• Passage shown:
* * *
North Korea’s Bomb

The New York Times
June 4, 1992, p. A23

The North Koreans are on the verge of making the bomb, and seven international inspectors are in Pyongyang this week belatedly trying to stop them. If they fail, North Korea will go nuclear, South Korea will feel the pressure to follow and so will Japan. A nuclear-armed Asia will be the price the world pays.

North Korea now has enough nuclear weapon material for six to eight atomic bombs. This is the conclusion of U.S. intelligence analysts, who have watched a small reactor operate for four years at Yongbyon, 60 miles north of Pyongyang. Each year, the analysts say, the reactor has created about two bombs’ worth of plutonium.

But Hans Blix, the inspectors’ boss at the International Atomic Energy Agency, is loath to believe it. He seems to prefer North Korea’s line, which is that the reactor has virtually failed to operate. He also seems to believe that North Korea’s dictator, Kim Il Sung, only wants reactors for making electricity, not nuclear weapons.

But what do the inspectors think? If they believe what the U.S. analysts say, they must push North Korea until they find the plutonium, or prove that U.S. intelligence is wrong. If they believe the North Koreans, they may face another Iraq, where they totally missed Saddam Hussein’s bomb program by inspecting only what he declared.
* * *
Referring expression data:
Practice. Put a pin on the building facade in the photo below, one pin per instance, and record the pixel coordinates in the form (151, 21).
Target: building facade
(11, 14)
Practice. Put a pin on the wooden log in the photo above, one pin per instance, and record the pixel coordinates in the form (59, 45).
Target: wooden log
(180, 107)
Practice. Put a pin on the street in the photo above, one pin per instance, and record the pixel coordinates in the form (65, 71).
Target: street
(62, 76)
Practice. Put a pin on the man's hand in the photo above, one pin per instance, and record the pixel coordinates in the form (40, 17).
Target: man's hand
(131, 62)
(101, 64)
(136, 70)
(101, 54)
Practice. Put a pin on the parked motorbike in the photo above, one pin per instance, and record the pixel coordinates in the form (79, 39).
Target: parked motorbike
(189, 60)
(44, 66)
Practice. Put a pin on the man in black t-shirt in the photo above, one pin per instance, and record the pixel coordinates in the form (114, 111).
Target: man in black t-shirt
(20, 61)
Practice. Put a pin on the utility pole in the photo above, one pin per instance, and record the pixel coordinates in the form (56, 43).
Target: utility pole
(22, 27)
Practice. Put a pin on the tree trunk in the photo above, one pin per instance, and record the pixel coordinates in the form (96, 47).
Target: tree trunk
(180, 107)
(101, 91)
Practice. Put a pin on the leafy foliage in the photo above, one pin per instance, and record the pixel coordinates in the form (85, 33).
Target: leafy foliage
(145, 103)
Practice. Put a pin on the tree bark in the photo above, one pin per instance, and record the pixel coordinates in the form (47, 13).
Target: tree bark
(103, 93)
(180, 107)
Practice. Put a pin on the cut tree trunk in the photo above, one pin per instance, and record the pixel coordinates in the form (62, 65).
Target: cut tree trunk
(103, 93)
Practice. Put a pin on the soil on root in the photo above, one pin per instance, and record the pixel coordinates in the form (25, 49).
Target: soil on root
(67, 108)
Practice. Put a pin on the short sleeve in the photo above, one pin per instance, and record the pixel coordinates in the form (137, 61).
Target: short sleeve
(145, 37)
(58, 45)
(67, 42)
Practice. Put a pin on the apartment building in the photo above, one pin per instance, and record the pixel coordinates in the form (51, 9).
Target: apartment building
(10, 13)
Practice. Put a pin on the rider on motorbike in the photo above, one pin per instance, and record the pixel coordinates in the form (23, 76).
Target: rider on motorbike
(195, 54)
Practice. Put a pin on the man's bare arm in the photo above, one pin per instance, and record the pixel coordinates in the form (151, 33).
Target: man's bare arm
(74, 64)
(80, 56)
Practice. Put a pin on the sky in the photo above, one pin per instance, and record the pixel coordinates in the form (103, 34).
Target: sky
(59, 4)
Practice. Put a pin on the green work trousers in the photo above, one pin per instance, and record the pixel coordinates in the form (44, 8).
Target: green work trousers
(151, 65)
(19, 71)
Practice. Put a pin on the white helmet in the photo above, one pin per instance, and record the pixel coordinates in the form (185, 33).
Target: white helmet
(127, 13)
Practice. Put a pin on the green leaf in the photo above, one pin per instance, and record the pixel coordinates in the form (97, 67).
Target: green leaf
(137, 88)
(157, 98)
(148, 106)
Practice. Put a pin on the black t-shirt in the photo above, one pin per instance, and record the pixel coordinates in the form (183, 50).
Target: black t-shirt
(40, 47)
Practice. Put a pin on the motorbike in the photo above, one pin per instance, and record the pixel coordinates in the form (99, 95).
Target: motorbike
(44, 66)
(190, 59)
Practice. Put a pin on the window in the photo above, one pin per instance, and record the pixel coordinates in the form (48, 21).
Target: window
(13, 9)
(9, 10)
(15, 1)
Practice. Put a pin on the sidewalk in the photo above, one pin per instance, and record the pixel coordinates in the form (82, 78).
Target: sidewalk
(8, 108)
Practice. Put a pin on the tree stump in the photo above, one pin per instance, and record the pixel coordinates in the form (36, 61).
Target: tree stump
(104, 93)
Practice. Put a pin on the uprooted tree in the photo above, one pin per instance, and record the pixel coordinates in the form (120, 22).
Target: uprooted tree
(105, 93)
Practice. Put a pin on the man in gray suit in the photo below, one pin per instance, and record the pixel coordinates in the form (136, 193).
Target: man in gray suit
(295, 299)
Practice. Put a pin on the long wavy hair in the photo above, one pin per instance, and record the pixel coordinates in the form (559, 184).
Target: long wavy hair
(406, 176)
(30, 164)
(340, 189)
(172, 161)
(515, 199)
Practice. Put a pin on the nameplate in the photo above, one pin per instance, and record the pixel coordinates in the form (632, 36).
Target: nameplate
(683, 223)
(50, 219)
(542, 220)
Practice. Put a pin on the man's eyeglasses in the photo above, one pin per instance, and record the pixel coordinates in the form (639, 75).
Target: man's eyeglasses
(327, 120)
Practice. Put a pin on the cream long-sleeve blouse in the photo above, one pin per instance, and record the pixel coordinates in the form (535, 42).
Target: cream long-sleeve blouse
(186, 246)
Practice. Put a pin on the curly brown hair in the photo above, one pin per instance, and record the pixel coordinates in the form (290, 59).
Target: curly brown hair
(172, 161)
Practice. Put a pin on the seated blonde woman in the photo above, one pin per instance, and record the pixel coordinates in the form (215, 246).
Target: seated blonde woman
* * *
Update the editorial on North Korea's bomb, starting with "But what do" and going on through "what he declared.", so that "Libya" replaces "Iraq".

• Output below:
But what do the inspectors think? If they believe what the U.S. analysts say, they must push North Korea until they find the plutonium, or prove that U.S. intelligence is wrong. If they believe the North Koreans, they may face another Libya, where they totally missed Saddam Hussein’s bomb program by inspecting only what he declared.